# What the task requires
All of the data that follows should be output again without any alteration.

(Extracted data entries)
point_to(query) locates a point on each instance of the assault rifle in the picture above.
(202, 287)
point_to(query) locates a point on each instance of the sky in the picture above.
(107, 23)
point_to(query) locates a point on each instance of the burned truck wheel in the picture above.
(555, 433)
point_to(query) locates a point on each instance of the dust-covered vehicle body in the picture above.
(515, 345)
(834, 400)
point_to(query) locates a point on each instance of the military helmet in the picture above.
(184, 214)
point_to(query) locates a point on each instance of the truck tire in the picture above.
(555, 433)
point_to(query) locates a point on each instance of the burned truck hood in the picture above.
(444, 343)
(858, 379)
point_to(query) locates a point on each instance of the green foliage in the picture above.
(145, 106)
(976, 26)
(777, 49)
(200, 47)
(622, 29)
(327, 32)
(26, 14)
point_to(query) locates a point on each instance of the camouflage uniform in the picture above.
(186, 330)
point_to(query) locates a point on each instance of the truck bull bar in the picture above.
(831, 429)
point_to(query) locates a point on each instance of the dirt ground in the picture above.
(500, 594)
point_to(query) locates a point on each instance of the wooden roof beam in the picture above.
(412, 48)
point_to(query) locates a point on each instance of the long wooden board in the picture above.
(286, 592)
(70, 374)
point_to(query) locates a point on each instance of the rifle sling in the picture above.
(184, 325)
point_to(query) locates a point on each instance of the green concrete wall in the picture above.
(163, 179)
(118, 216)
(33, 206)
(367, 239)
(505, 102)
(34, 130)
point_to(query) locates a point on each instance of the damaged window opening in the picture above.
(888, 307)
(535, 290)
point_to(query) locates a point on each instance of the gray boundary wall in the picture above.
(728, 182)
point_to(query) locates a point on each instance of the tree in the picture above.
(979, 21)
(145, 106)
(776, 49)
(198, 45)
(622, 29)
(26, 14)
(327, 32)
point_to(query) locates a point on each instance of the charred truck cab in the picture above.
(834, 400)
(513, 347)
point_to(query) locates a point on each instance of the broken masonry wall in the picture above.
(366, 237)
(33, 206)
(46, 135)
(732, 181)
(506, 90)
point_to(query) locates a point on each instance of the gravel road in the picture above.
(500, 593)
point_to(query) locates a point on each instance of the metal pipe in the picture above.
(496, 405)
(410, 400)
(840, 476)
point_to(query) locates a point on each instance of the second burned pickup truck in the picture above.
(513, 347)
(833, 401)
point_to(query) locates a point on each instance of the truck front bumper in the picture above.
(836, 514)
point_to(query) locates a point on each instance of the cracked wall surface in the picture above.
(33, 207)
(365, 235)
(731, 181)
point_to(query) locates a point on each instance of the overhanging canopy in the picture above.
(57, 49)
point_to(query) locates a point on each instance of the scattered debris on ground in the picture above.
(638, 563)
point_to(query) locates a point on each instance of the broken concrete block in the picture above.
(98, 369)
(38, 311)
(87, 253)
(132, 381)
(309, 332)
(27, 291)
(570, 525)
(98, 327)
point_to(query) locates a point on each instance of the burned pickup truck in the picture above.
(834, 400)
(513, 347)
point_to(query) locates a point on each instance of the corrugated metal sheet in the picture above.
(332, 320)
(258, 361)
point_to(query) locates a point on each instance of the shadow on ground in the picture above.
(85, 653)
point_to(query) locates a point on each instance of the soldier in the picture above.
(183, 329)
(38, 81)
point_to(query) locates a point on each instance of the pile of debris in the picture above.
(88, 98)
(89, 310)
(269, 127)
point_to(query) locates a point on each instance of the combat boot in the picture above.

# Response to this exercise
point_to(query) locates a point on each instance of the assault rifle in the picture above.
(202, 287)
point_to(query) locates a point on each instance of the sky in the picture above.
(107, 23)
point_to(query) locates a point on each instance of the burned truck wheel in the picture above.
(555, 433)
point_to(query) locates a point on each instance of the dust-covered vehicle body in the picture above.
(515, 345)
(834, 400)
point_to(query) locates a point on each instance of the military helmet in the picture above.
(184, 214)
point_to(query) locates a point on each instance of the truck tire in the picture above.
(555, 433)
point_to(query) locates a point on each instance of the burned truck hood in the picture above.
(444, 343)
(858, 379)
point_to(query) locates a point on each instance of the green foliage in the picture above.
(145, 106)
(976, 26)
(777, 49)
(200, 47)
(622, 29)
(327, 32)
(26, 14)
point_to(query) locates a point on each instance of the camouflage uniform in the picture above.
(186, 330)
point_to(query) locates a point on each instance of the truck bull bar in the picture above.
(831, 429)
point_to(query) locates a point on each instance of the dirt ground in the picture above.
(500, 594)
point_to(query) locates a point on each instance of the wooden roof beam in the picture above.
(412, 48)
point_to(query) locates a point on each instance of the long wooden board in the picture above.
(286, 592)
(70, 374)
point_to(query) locates a point on each instance of the rifle sling in the picture above.
(184, 325)
point_to(query) locates a point on each instance of the green concrete wall in the picture above.
(163, 179)
(118, 216)
(33, 206)
(367, 239)
(505, 102)
(34, 130)
point_to(query) locates a point on each instance of the damaged window opening in the picture above.
(888, 307)
(535, 290)
point_to(query) locates a point on each instance of the gray boundary wall in the picture above.
(728, 182)
point_to(query) locates a point on each instance of the tree in the picture above.
(979, 21)
(145, 106)
(776, 49)
(198, 45)
(622, 29)
(26, 14)
(327, 32)
point_to(query) locates a point on each instance of the charred truck cab in the picture above.
(834, 400)
(513, 347)
point_to(query) locates a point on each instance of the broken masonry wall in the picture above.
(366, 237)
(33, 206)
(46, 135)
(732, 181)
(506, 90)
point_to(query) locates a point on each instance of the gravel road in the picture above.
(500, 593)
point_to(query) locates a point on each instance of the metal pipe in the picture above.
(496, 405)
(410, 400)
(840, 476)
point_to(query) locates a point on each instance of the second burned pickup truck in the picture above.
(513, 347)
(833, 401)
point_to(query) locates a point on each instance of the truck front bumper in the picture above.
(836, 514)
point_to(query) locates a point on each instance of the cracked wall surface in the picture above.
(33, 207)
(365, 235)
(731, 181)
point_to(query) locates a point on each instance of the overhanging canopy in the picture above.
(57, 49)
point_to(query) locates a point on each instance of the scattered debris on ground in the picture above.
(638, 563)
point_to(query) locates a point on each instance of the broken concrete block in the picture above.
(98, 369)
(38, 311)
(87, 253)
(132, 381)
(309, 332)
(27, 291)
(570, 525)
(98, 327)
point_to(query) locates a point on each instance of the burned pickup truck in the picture above.
(834, 400)
(513, 347)
point_to(query) locates a point on each instance of the corrugated metal sheet in the picture above.
(332, 320)
(258, 361)
point_to(query) locates a point on each instance of the shadow on ground in the picture above.
(85, 653)
point_to(query) locates a point on each instance of the soldier in the picture above.
(183, 329)
(38, 81)
point_to(query) locates a point on each instance of the pile of debris in the picture above.
(88, 98)
(89, 310)
(269, 127)
point_to(query) locates a point on each instance of the combat boot in the picture above.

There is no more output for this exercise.